[Work to complete]
Repeat each line word for word.

[Data provided]
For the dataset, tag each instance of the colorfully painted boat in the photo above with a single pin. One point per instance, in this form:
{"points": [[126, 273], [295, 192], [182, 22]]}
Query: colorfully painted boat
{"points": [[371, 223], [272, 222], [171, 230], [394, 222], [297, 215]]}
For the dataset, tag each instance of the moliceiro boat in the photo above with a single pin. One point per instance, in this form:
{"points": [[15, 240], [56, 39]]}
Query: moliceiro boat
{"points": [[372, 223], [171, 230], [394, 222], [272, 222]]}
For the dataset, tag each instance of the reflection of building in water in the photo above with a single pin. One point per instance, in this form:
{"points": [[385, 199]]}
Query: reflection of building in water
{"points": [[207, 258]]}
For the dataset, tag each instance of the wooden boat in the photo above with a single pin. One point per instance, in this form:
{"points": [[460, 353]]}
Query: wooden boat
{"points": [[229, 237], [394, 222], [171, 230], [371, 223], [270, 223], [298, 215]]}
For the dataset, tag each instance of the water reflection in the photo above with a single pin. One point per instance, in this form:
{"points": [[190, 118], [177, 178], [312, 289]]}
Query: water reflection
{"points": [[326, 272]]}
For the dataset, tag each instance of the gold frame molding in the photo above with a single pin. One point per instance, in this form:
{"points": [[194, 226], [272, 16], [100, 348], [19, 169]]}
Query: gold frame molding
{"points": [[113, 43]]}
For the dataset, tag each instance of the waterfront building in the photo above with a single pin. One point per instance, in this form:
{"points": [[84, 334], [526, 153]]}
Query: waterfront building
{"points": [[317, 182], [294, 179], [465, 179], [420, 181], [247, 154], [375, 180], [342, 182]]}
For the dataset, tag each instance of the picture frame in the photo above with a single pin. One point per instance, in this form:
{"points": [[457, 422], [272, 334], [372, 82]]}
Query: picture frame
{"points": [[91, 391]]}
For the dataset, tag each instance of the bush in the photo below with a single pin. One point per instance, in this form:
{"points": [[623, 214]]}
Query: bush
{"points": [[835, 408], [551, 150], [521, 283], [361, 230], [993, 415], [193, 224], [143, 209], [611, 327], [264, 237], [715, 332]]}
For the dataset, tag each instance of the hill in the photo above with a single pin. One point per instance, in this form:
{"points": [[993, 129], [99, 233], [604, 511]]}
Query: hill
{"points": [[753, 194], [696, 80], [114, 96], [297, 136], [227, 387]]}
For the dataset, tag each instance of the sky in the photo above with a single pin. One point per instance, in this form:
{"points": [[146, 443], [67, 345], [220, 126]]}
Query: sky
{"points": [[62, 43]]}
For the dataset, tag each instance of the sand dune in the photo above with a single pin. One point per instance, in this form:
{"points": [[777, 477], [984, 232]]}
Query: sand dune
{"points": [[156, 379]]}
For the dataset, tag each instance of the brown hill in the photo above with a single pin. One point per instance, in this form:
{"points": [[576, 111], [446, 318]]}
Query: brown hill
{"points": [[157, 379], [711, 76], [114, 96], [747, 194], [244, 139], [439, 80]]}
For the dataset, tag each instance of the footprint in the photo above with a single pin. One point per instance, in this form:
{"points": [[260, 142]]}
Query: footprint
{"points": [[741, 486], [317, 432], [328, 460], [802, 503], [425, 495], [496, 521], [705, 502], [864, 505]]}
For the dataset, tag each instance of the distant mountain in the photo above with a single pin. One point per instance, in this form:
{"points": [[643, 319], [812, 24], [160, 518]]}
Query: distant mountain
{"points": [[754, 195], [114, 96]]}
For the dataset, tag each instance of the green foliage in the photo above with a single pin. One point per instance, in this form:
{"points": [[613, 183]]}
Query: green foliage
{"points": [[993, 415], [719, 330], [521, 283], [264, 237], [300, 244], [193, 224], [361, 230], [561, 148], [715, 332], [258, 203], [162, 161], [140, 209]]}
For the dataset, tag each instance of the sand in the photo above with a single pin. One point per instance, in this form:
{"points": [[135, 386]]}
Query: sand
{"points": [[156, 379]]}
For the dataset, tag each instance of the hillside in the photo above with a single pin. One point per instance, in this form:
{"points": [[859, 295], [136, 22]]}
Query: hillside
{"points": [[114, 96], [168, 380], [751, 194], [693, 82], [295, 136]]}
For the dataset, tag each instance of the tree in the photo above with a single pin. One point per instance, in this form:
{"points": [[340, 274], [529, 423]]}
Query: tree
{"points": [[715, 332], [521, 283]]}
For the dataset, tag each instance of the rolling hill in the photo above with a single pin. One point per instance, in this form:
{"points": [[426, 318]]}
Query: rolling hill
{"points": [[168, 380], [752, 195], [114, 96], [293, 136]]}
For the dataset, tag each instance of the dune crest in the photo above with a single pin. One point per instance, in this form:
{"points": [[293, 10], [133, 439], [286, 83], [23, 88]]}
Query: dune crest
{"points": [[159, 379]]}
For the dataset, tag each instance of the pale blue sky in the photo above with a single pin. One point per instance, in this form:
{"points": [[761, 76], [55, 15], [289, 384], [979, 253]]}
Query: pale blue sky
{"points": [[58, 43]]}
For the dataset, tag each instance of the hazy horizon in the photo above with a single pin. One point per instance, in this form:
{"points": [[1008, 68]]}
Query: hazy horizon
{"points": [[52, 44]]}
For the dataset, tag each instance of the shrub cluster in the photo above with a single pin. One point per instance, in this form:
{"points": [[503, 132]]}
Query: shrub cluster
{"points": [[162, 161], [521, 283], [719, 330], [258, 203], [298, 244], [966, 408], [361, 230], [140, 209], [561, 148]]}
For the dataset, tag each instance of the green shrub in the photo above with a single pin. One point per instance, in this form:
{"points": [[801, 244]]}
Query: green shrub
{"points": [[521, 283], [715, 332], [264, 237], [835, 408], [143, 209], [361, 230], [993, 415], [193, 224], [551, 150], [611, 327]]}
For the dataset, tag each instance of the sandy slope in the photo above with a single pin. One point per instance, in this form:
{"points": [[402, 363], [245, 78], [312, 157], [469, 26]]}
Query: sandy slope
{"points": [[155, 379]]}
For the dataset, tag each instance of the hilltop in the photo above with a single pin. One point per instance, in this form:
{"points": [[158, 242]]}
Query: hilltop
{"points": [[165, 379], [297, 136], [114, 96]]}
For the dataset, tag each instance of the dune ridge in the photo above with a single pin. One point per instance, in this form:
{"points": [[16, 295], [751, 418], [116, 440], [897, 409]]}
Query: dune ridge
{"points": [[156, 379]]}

[Solution to the problem]
For the dataset, tag each instance of the colorfully painted boat in the photo above with a single pin. One point per instance, in this form:
{"points": [[126, 273], [295, 192], [182, 22]]}
Query: colorfully painted boat
{"points": [[371, 223], [272, 222], [171, 230], [394, 222], [297, 215]]}
For the dataset, tag each instance of the moliceiro boat in the photo above with a single pin. One point per instance, in this form:
{"points": [[15, 240], [56, 39]]}
Query: moliceiro boat
{"points": [[372, 223], [171, 230], [394, 222], [272, 222]]}
For the dataset, tag each instance of the reflection of building in water in the photo above with a single pin. One point per instance, in this form:
{"points": [[385, 199]]}
Query: reflection of building in water
{"points": [[207, 258]]}
For the dataset, tag each instance of the wooden boat in the photo above with a single pin. One point per instance, in this form:
{"points": [[460, 353]]}
Query: wooden boat
{"points": [[229, 237], [394, 222], [171, 230], [371, 223], [270, 223], [298, 215]]}
For the dataset, tag each instance of the water reflection in the photo above with a single pin. One point per instance, in this form:
{"points": [[190, 118], [177, 178], [312, 289]]}
Query: water reflection
{"points": [[326, 272]]}
For the dataset, tag each instance of the gold frame molding in the photo above with a single pin. One point per instance, in this form:
{"points": [[194, 226], [272, 16], [100, 348], [19, 169]]}
Query: gold frame molding
{"points": [[113, 43]]}
For the dataset, tag each instance of the waterfront building in the photo above with a single pin. One point per instance, in this form:
{"points": [[84, 334], [526, 153]]}
Query: waterfront building
{"points": [[317, 182], [294, 179], [465, 179], [420, 181], [247, 154], [375, 180], [342, 182]]}
For the dataset, tag each instance of the picture frame in the photo above with a single pin. One point per instance, in this form:
{"points": [[457, 422], [272, 334], [372, 82]]}
Query: picture frame
{"points": [[91, 391]]}
For the dataset, tag each instance of the bush in the photo below with a single pin. One point per instance, in this form:
{"points": [[623, 214]]}
Query: bush
{"points": [[835, 408], [551, 150], [521, 283], [361, 230], [993, 415], [193, 224], [143, 209], [611, 327], [264, 237], [715, 332]]}
For the dataset, tag each instance of the hill in the photo above with a single pin. One point per instance, in this form:
{"points": [[993, 129], [99, 233], [604, 511]]}
Query: hill
{"points": [[753, 194], [696, 80], [114, 96], [297, 136], [227, 387]]}
For the dataset, tag each instance of the sky in the photo above with a single pin. One point per instance, in this form:
{"points": [[146, 443], [67, 345], [220, 126]]}
Query: sky
{"points": [[62, 43]]}
For the dataset, tag each instance of the sand dune in the photo above with a single pin. One point per instance, in this form:
{"points": [[777, 477], [984, 232]]}
Query: sand dune
{"points": [[156, 379]]}
For the dataset, tag each instance of the brown hill in the photo above with a single pin. One point per instance, in this form:
{"points": [[576, 111], [446, 318]]}
Query: brown hill
{"points": [[157, 379], [711, 76], [114, 96], [747, 194], [244, 139], [439, 80]]}
For the dataset, tag each instance of the footprint in the photo above with a single pin. One point per instance, in this form:
{"points": [[260, 142]]}
Query: footprint
{"points": [[741, 486], [317, 432], [328, 460], [802, 503], [425, 495], [496, 521], [705, 502], [864, 505]]}
For the dataset, tag each instance of the distant mountain in the photo above with a single pin. One point per instance, in this form:
{"points": [[643, 319], [812, 24], [160, 518]]}
Query: distant mountain
{"points": [[754, 195], [114, 96]]}
For the dataset, tag each instance of the green foliage in the photo above with a single pin. One point per instance, in this form:
{"points": [[613, 183]]}
Query: green foliage
{"points": [[993, 415], [719, 330], [521, 283], [264, 237], [300, 244], [193, 224], [361, 230], [561, 148], [715, 332], [258, 203], [162, 161], [140, 209]]}
For the dataset, tag each instance of the sand in the photo above with a single pin. One point per instance, in this form:
{"points": [[135, 386]]}
Query: sand
{"points": [[156, 379]]}
For the dataset, tag each instance of the hillside in the photo above with a single pin. One point per instance, in this form:
{"points": [[859, 295], [136, 22]]}
Query: hillside
{"points": [[114, 96], [168, 380], [751, 194], [693, 82], [295, 136]]}
For the dataset, tag each instance of the tree in the photo above with a single pin. One point per instance, in this form:
{"points": [[340, 274], [529, 423]]}
Query: tree
{"points": [[715, 332], [521, 283]]}
For the dataset, tag each instance of the rolling hill in the photo above with a single pin. One point per instance, in this form:
{"points": [[426, 318]]}
Query: rolling hill
{"points": [[168, 380], [752, 195], [114, 96], [293, 136]]}
For the dataset, tag each instance of the dune crest in the photo above with a single pin. One point per instance, in this form:
{"points": [[293, 10], [133, 439], [286, 83], [23, 88]]}
Query: dune crest
{"points": [[159, 379]]}
For the dataset, tag each instance of the pale blue sky in the photo above with a single pin. One point per instance, in this form:
{"points": [[761, 76], [55, 15], [289, 384], [979, 253]]}
Query: pale blue sky
{"points": [[58, 43]]}
For the dataset, tag each instance of the hazy horizon in the photo above with a single pin. One point per instance, in this form:
{"points": [[1008, 68]]}
Query: hazy horizon
{"points": [[52, 44]]}
For the dataset, tag each instance of the shrub cluster in the photo above with a single pin. One point per instance, in this form:
{"points": [[503, 132]]}
Query: shrub cluster
{"points": [[162, 161], [521, 283], [719, 330], [258, 203], [298, 244], [966, 408], [361, 230], [140, 209], [561, 148]]}
For the dataset, tag each instance of the green shrub in the photo above with a single pin. One point per instance, in this form:
{"points": [[801, 244]]}
Query: green shrub
{"points": [[521, 283], [715, 332], [264, 237], [835, 408], [143, 209], [361, 230], [993, 415], [193, 224], [551, 150], [611, 327]]}
For the dataset, tag each instance of the sandy slope in the photo above with a single pin. One point per instance, in this form:
{"points": [[402, 363], [245, 78], [312, 157], [469, 26]]}
Query: sandy slope
{"points": [[155, 379]]}
For the dataset, tag each instance of the hilltop in the photo above with a single pin. One point per instance, in this form:
{"points": [[158, 242]]}
Query: hilltop
{"points": [[165, 379], [297, 136], [114, 96]]}
For the dataset, tag each instance of the dune ridge in the photo above with a single pin. One point per instance, in this form:
{"points": [[16, 295], [751, 418], [116, 440], [897, 409]]}
Query: dune ridge
{"points": [[156, 379]]}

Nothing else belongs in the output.